What is required: Only the lines from the top of the data through the line with "Target: white stripe on sneaker" should be repeated, each exactly as written.

Entries provided:

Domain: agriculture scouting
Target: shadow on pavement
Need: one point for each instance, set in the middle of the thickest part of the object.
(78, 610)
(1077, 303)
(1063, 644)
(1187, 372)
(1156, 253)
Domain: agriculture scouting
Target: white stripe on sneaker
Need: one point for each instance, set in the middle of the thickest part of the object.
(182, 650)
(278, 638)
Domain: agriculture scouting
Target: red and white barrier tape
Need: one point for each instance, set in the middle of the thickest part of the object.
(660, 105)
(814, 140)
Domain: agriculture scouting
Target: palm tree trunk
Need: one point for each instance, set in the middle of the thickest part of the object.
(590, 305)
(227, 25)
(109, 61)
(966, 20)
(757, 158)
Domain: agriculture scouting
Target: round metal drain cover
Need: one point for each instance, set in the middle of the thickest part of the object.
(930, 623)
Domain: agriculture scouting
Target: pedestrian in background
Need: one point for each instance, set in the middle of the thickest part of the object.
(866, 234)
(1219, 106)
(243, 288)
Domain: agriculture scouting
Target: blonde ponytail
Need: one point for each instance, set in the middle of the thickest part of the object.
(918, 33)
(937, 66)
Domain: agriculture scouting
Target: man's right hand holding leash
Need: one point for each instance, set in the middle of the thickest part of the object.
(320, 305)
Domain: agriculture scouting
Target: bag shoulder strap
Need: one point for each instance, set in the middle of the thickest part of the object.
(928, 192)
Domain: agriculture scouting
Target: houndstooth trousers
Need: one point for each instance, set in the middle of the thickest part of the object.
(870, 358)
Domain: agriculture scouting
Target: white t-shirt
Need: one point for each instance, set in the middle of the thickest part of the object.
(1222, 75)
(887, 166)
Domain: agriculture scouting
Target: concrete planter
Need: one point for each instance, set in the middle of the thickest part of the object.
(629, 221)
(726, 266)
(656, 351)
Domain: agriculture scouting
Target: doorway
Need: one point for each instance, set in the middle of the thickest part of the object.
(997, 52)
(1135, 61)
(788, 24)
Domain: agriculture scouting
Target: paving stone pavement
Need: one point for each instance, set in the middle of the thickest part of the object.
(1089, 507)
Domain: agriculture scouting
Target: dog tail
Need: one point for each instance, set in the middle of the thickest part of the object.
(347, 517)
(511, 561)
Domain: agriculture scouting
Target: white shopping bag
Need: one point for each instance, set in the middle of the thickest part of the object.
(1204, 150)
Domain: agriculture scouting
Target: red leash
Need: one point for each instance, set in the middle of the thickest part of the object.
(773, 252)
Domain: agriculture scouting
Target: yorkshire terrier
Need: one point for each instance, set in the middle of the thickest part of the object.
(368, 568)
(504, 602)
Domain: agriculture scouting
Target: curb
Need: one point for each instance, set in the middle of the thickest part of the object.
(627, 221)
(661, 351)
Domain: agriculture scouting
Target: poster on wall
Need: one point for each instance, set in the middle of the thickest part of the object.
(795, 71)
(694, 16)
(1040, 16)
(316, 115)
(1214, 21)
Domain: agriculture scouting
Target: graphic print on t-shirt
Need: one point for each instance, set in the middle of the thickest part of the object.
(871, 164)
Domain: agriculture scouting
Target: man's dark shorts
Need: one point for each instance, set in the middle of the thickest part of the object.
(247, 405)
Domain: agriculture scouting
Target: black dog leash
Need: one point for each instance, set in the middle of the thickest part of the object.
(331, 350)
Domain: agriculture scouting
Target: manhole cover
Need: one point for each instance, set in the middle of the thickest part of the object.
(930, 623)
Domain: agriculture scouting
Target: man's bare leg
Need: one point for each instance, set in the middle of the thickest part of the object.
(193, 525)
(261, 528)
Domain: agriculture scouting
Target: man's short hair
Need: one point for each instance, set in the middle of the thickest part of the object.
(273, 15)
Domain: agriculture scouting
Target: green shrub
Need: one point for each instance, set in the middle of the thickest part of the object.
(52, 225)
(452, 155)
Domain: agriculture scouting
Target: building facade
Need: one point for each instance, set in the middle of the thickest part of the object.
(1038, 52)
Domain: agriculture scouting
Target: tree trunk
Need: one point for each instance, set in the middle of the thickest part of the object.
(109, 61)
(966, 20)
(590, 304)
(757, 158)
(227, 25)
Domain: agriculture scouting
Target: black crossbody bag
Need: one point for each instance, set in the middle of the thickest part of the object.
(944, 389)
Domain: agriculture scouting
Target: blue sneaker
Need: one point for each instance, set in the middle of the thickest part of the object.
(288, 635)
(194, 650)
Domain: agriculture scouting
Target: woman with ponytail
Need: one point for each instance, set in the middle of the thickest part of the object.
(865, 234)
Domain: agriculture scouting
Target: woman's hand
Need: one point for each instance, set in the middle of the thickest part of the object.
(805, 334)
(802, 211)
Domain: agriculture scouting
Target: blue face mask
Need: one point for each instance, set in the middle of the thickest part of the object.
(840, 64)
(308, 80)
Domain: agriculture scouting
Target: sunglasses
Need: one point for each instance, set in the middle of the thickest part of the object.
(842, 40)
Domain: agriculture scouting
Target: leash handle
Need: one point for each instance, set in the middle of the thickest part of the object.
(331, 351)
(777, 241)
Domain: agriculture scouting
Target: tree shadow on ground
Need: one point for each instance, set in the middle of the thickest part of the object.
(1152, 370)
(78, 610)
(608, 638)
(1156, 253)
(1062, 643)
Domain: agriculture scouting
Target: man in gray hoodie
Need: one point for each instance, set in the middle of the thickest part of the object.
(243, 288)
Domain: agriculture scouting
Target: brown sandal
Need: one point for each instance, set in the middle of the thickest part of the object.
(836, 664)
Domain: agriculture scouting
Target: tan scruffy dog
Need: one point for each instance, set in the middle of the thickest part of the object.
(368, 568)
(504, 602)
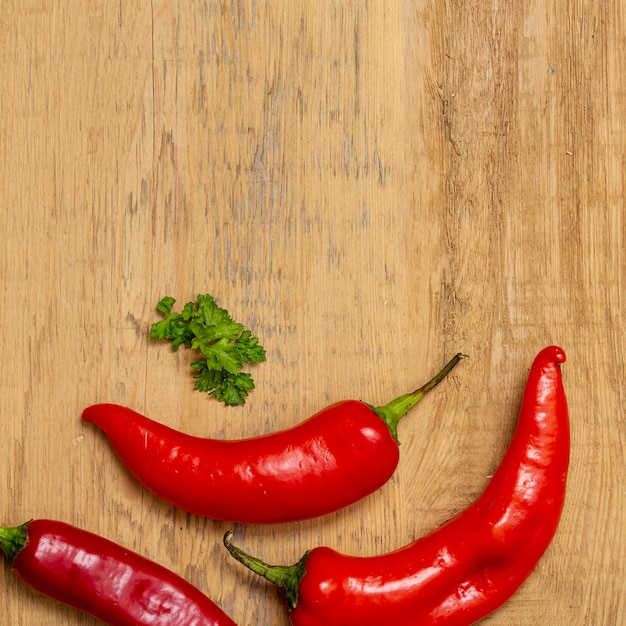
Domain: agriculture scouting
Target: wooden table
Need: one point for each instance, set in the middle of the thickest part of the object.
(369, 186)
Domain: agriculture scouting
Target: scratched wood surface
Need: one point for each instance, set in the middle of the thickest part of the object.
(371, 187)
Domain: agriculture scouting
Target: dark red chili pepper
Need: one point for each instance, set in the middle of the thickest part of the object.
(104, 579)
(471, 565)
(327, 462)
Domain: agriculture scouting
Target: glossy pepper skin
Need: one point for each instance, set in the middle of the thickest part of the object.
(471, 565)
(325, 463)
(104, 579)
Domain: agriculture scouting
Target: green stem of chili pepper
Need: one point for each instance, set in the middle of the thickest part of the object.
(395, 410)
(12, 540)
(286, 577)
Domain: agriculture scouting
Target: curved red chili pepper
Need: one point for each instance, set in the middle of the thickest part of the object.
(469, 566)
(104, 579)
(327, 462)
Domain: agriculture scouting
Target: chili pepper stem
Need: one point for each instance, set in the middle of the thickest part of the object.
(395, 410)
(286, 577)
(12, 540)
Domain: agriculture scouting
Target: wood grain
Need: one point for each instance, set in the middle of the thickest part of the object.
(372, 187)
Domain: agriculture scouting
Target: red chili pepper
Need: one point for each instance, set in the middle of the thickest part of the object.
(471, 565)
(327, 462)
(104, 579)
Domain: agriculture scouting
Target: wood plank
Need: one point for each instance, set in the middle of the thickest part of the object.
(371, 187)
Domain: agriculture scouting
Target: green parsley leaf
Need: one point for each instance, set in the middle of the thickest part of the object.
(226, 347)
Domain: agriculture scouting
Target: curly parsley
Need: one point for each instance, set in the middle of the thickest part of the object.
(224, 344)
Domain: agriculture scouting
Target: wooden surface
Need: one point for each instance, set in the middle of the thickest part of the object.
(371, 187)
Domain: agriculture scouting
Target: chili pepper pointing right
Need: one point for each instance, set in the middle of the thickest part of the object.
(471, 565)
(338, 456)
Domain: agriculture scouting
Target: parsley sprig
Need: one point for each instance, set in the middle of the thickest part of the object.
(225, 345)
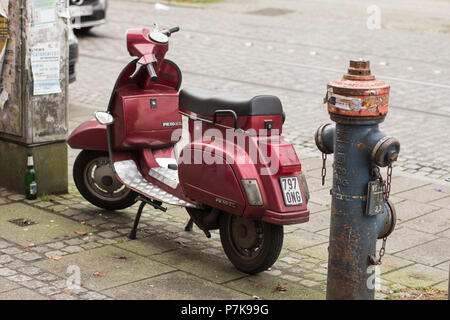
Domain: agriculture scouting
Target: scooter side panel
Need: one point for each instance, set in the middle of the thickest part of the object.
(212, 184)
(90, 135)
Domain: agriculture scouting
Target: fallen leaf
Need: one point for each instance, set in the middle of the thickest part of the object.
(417, 276)
(280, 288)
(98, 274)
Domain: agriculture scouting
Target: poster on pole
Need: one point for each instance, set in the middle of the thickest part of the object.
(4, 4)
(44, 13)
(45, 64)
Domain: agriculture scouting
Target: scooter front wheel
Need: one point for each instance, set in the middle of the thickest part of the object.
(251, 245)
(97, 183)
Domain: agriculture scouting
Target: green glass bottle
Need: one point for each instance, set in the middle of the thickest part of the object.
(30, 179)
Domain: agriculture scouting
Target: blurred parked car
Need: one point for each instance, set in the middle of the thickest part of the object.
(86, 14)
(73, 55)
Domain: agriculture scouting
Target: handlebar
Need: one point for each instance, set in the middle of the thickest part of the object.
(168, 32)
(151, 71)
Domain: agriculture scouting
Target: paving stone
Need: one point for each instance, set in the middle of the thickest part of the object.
(434, 222)
(274, 272)
(316, 277)
(424, 194)
(92, 296)
(19, 278)
(32, 284)
(5, 272)
(15, 264)
(409, 209)
(29, 270)
(72, 249)
(29, 256)
(47, 277)
(6, 285)
(65, 296)
(56, 245)
(309, 283)
(289, 260)
(21, 294)
(40, 232)
(116, 271)
(12, 250)
(4, 244)
(48, 290)
(60, 284)
(74, 242)
(290, 277)
(108, 234)
(54, 253)
(417, 275)
(430, 253)
(90, 245)
(404, 238)
(301, 239)
(4, 258)
(107, 241)
(167, 287)
(41, 249)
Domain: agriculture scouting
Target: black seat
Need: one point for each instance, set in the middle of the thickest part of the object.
(205, 103)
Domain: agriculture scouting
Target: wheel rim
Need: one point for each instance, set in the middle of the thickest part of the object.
(100, 180)
(246, 237)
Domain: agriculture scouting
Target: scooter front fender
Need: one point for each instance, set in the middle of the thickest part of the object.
(90, 135)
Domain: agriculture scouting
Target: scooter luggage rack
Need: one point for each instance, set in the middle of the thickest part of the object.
(130, 176)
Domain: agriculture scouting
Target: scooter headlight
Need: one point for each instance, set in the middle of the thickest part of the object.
(252, 191)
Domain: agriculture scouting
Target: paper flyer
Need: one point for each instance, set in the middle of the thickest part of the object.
(44, 13)
(45, 65)
(3, 31)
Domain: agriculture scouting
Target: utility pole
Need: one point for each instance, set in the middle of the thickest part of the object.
(34, 93)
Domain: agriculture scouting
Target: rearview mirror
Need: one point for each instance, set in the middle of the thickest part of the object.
(103, 117)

Solved problem:
Domain: agriculture scouting
Target: shadow on pavement
Need: one point for each instance, set in the middle of the thickest part of the object.
(78, 610)
(1077, 303)
(1063, 644)
(1187, 372)
(1156, 253)
Domain: agriculture scouting
Target: white stripe on sneaker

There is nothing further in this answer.